UP Buffalo Lake Bridge

View an article discussing construction of the Milwaukee, Sparta & North Western Railway (digitalized by Google)

View an article discussing the use of cylinder piers on this bridge (digitalized by Google)

Located south of Packwaukee, this unique through truss swing bridge carries the former Chicago & North Western Railway mainline over Buffalo Lake (Fox River). Built in 1911 as subsidiary Milwaukee, Sparta & North Western Railway constructed a new line across central Wisconsin, this bridge was the largest structure on the new line, requiring a movable span as the Fox River was still considered navigable when this bridge was constructed. The bridge consists of a large 206-foot, riveted quadrangular lattice through truss swing span, approached by two 40-foot and one 30-foot deck plate girder spans on the east end and eight 60-foot and seven 30-foot deck plate girder spans on the west end. The bridge is set onto concrete piers and abutments with steel cylinder piers and steel towers carrying the approach spans. As traffic over this line was anticipated to grow in the 20th Century, the swing span and substructures were constructed for two tracks, and the bridge could have easily been double tracked by adding additional deck girder spans to the north side of the structure. American Bridge Company fabricated the swing span, while the Pennsylvania Steel Company fabricated the approach spans. Bates & Rogers Construction Company, which set up a temporary headquarters nearby, constructed the substructures. It is unknown how long the swing span was operational, but electric service boxes indicate that the bridge was motorized with an electric engine.

The swing span use a modified version of a standard 20th Century quadrangular lattice through truss span, with heavy built-up members and a standard floor. The top and bottom chords consist of built-up beams, which are constructed using X-lacing on the bottoms and V-lacing on the top. Many of the diagonal members are constructed using built-up beams with tight V-lacing, while other diagonal members use an "L" shaped bar. The endposts use a traditional design, with heavy V-laced members covered by a solid plate on the outside. The interior of the span uses an unusual triangular design, consisting of massive built-up beams. The top of the center portion of the bridge uses four large rolled beams laid longitudinally, and a machinery house was once located in the center of the span. Typical of spans from this era, the portals consist of a heavy M-frame portal bracing, which is constructed exclusively of built-up V-laced members. The upper lateral bracing also uses a V-laced beam design, and an additional longitudinal built-up beam has been placed in the center to provide greater stability. The floor is composed of heavy plate girder floorbeams and stringers, with two stringers placed per track. Typical of swing spans constructed in this era, the main span uses a rim-bearing design, where the superstructure is set onto a large square steel drum constructed of plate girders. This drum is turned along a set rollers by a system of gears. While significant portions of the turning mechanism have been removed, several of the gears remain intact. While the original rollers at the end appear to be intact, the bridge has been permanently fixed in the closed position, and has likely not operated since the early 20th Century. The main three piers are constructed of concrete, and use a typical design. Similar to other 20th Century swing spans, the center pier is constructed using an octagonal shape instead of a square or circular shape.

· · · · · · ·

REQUIREMENT 1:
Duplicate the Buffalo Lake bridge description between "UP Buffalo Lake" and "bridge (digitalized by Google)", inclusive.
REQUIREMENT 2:
Resume the Buffalo Lake bridge description with new text that follows on from its final sentence.
The data after this point comes from a different source than the Buffalo Lake bridge description.

DATA SECTION:

· · · · · · ·

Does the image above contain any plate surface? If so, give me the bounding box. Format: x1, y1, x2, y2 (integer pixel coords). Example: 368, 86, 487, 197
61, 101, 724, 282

· · · · · · ·

EXPECTED OUTPUT 1:
UP Buffalo Lake Bridge

View an article discussing construction of the Milwaukee, Sparta & North Western Railway (digitalized by Google)

View an article discussing the use of cylinder piers on this bridge (digitalized by Google)

EXPECTED OUTPUT 2:
The approach spans are also constructed using an innovative design. The superstructure is constructed of traditionally composed deck plate girders, with heavy girders and an open deck. The intermediate spans use 40-foot and 60-foot spans, while the towers are crossed by 30-foot spans. The towers themselves are constructed of two bents, which are connected a transverse plate girder on top and a transverse strut on the bottom. These bents are connected by a longitudinal strut on the bottom and diagonal bracing forming an "X" shape. With the exception of the plate girders, all components of the towers are composed of V-lacing of various thicknesses and spacing. Unlike the nearby bridge across Oxford Millpond, the girders are set directly onto the towers instead of onto hangers on the transverse girder. The towers are founded on steel cylinders, which are comprised of an 8-foot diameter lower cylinder and a 5-foot diameter upper cylinder. These cylinders are founded on 6-inch diameter steel shells, which are sunk to hard sand or rock; and the entire cylinder is filled with concrete. The abutments use a standard square design, and do not contain wing walls. Cylinder piers became popular with the C&NW in the early 20th Century, as they were strong and relatively easy to construct.

This type of truss design is relatively uncommon throughout the United States, and even more uncommon for use in a movable span. However, a few railroads preferred the design, such as the Chicago, Rock Island & Pacific Railway (Rock Island), the Chicago & North Western Railway (C&NW) and the Omaha Road. Spans constructed in the late 1870s and early 1880s for the C&NW featured an arched and pedimented lattice portal bracing, light sway bracing and laced members. The second generation was nearly exclusively constructed by Lassig Bridge & Iron Works between 1884 and 1900, and featured heavier members and a pedimented portal bracing. While the design fell out of favor for the Rock Island and Omaha Road around the turn of the 20th Century, the design remained popular with the C&NW into the 1920s. 19th Century versions of this design were primarily constructed out of iron, while 20th Century versions of this design used much heavier members and were constructed of steel. The C&NW preferred this design, as it was both strong and demonstrated great resilience in case of a derailment. The span of this bridge is exceptionally large for this design, and is among the heaviest quadrangular lattice through truss spans constructed for the C&NW. Since the initial construction, the bridge has seen few alterations, and remains in service. Overall, the bridge appears to be in fair to good condition, with no significant deterioration noted. The author has ranked this bridge as being highly significant, due to the movable truss design and innovative construction techniques.